EXTRACTED DATA:
>>

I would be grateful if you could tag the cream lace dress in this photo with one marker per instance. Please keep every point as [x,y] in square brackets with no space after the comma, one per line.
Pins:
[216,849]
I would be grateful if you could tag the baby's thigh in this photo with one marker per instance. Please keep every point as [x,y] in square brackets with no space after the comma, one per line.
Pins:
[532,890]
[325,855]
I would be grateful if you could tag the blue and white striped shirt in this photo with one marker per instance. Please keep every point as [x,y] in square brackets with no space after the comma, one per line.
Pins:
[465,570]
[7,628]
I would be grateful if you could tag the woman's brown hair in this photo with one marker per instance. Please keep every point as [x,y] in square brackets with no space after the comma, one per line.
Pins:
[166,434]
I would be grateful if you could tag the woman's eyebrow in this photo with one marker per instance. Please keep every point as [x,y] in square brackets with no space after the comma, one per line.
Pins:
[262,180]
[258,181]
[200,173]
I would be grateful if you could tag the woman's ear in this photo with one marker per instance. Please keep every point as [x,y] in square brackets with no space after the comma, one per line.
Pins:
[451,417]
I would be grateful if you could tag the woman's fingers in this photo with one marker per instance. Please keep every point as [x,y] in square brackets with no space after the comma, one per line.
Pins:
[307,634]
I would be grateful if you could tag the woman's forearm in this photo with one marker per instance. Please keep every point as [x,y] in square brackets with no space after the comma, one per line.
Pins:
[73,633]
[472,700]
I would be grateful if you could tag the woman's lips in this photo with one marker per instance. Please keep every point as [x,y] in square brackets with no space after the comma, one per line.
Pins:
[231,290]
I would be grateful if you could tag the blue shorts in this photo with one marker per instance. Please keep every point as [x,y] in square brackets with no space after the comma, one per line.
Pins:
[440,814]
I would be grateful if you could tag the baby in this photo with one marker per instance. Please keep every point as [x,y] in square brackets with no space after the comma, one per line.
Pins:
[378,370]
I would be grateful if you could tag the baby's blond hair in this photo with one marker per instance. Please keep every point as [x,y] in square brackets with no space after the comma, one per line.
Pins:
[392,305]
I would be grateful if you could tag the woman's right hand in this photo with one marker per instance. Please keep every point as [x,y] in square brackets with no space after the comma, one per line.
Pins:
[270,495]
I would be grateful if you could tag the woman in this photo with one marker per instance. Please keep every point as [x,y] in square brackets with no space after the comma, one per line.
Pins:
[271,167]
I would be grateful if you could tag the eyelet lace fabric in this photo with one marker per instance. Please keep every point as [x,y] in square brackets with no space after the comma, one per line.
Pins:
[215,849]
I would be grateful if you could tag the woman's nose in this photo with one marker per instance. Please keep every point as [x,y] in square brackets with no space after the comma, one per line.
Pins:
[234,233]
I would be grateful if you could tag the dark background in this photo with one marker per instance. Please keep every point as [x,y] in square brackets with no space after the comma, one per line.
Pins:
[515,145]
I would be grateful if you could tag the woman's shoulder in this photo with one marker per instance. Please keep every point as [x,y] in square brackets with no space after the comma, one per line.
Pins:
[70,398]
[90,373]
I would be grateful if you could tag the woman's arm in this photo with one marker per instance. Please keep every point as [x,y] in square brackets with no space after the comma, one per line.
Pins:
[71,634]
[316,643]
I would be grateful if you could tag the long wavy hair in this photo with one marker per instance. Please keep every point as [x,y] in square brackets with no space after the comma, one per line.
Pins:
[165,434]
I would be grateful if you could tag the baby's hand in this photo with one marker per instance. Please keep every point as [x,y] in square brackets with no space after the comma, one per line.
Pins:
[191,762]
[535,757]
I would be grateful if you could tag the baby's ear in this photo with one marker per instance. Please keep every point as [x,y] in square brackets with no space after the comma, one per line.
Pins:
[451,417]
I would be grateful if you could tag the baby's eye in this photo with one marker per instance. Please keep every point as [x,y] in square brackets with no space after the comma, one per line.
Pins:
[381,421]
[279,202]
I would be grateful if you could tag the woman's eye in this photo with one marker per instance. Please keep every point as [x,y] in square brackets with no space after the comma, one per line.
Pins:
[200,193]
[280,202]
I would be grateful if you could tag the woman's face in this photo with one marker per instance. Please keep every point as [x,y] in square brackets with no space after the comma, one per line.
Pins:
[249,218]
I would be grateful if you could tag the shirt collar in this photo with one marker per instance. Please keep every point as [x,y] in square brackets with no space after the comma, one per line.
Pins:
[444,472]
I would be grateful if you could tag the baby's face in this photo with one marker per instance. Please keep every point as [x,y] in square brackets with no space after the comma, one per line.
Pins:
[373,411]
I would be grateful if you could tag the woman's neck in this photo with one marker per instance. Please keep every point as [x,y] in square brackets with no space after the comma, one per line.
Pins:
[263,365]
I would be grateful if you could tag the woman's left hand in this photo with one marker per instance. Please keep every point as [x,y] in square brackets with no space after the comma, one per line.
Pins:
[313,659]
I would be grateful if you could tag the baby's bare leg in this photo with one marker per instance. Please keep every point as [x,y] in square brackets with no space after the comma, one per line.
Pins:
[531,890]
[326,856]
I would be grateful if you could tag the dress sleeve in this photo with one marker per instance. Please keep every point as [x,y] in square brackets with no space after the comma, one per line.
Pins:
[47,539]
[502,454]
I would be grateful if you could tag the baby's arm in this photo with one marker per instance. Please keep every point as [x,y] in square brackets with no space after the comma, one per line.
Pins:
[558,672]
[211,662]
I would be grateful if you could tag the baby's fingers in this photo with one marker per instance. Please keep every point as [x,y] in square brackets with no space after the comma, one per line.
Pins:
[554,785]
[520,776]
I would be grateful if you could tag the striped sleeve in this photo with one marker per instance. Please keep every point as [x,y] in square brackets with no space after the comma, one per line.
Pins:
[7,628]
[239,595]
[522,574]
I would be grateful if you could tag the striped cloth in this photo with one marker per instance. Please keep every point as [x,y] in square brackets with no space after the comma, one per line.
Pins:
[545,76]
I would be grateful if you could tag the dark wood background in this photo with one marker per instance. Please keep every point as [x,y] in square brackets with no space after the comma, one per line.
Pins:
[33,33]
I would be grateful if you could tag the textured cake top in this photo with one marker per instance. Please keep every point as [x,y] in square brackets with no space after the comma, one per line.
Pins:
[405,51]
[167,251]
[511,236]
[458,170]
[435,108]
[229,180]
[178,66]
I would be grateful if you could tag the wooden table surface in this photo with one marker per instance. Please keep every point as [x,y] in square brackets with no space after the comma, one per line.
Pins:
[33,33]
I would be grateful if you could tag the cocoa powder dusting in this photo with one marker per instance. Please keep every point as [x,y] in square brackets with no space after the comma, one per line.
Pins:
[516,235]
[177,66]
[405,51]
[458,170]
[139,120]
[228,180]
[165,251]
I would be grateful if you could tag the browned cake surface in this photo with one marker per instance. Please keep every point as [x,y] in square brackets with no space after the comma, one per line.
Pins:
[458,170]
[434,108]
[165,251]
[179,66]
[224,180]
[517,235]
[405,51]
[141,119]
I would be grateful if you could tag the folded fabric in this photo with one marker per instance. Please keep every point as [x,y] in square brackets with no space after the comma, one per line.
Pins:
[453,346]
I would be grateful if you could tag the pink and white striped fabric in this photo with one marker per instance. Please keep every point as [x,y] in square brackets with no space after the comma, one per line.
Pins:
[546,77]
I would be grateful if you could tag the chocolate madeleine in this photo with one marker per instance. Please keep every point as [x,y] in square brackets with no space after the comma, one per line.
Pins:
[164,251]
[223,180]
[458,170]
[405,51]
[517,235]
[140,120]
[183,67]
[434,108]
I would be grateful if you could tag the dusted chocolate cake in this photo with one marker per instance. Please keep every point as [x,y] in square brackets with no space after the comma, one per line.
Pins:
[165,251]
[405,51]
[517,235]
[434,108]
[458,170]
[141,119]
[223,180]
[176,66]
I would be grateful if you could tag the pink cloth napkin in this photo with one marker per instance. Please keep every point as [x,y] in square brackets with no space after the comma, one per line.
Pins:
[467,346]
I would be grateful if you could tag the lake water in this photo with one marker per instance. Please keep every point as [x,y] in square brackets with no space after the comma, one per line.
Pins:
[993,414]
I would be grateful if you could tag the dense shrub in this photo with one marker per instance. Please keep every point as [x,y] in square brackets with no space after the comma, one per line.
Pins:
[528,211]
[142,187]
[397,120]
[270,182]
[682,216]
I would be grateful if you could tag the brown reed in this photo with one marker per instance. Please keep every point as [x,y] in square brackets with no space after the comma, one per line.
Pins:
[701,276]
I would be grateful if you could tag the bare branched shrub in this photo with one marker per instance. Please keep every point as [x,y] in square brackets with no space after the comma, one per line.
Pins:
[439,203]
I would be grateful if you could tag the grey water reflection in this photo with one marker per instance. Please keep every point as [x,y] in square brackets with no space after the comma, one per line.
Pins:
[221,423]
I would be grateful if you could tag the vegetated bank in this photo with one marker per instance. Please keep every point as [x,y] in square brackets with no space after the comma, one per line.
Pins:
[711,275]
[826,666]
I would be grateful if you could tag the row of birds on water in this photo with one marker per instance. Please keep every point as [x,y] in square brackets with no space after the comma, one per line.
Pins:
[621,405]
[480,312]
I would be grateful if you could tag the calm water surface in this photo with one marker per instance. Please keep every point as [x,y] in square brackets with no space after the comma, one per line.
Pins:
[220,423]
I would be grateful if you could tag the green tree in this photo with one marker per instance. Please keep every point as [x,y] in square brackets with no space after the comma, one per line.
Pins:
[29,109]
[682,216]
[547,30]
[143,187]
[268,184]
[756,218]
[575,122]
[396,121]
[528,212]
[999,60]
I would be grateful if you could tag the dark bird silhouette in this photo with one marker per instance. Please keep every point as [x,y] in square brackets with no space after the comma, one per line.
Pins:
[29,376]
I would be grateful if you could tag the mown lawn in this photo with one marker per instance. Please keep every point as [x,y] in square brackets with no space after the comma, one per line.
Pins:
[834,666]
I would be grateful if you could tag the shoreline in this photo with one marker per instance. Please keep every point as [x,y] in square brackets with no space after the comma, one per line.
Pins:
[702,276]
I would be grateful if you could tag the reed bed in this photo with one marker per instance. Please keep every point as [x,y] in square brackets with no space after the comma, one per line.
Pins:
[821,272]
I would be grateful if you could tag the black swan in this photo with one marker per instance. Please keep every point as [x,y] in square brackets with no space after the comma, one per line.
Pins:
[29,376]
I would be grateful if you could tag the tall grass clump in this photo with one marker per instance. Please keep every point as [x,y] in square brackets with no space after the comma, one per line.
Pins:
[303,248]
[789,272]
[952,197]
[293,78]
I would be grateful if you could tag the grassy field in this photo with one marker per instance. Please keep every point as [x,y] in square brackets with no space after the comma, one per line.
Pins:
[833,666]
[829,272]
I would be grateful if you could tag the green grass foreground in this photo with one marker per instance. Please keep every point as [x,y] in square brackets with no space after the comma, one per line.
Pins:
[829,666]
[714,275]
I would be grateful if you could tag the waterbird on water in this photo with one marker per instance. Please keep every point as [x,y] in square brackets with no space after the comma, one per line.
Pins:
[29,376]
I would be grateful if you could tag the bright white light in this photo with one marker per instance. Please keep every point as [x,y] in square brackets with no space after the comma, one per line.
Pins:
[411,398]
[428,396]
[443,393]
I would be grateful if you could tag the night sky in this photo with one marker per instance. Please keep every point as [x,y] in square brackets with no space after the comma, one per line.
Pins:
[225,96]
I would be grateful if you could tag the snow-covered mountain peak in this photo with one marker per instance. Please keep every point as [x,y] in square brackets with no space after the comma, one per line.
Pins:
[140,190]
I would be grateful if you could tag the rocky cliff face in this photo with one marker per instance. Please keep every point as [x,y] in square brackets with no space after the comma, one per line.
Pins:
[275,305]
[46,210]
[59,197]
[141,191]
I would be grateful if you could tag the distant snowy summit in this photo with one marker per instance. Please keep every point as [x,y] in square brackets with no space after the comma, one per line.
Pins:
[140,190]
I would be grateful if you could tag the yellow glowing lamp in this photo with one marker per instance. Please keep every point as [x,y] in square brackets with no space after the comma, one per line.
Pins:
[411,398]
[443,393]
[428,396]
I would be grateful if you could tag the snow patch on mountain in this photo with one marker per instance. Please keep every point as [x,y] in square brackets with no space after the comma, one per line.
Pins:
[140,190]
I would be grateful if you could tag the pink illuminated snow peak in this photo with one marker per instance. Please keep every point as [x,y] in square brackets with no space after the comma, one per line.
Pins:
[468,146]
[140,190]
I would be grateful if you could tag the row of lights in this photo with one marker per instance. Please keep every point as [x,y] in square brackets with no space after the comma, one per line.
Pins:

<<

EXERCISE DIRECTIONS: Beginning at the line where "I would be grateful if you could tag the yellow" appears, extract each line through the end of the data above; keep them exact and include nothing else.

SOLUTION TO THIS TASK:
I would be grateful if you could tag the yellow glowing lamp in this photo with one marker per instance. Please keep every point as [x,y] in square brackets with no space after the comma, one per line.
Pins:
[411,398]
[443,393]
[428,396]
I would be grateful if you could tag the snow patch on mountain in this photo with one marker per instance. Please keep every point as [x,y] in square brackets with no space after the comma, one per line.
Pins:
[140,190]
I would be grateful if you could tag the pink illuminated snow peak in this photo with one marker per instance. Please keep every point as [x,y] in square brackets with no space after the comma, one per line.
Pins:
[468,146]
[140,190]
I would be grateful if you could tag the row of lights in this photo with one marker per instance. Please keep every point as [x,y] in square brackets with no space after the comma, one per line.
Pins:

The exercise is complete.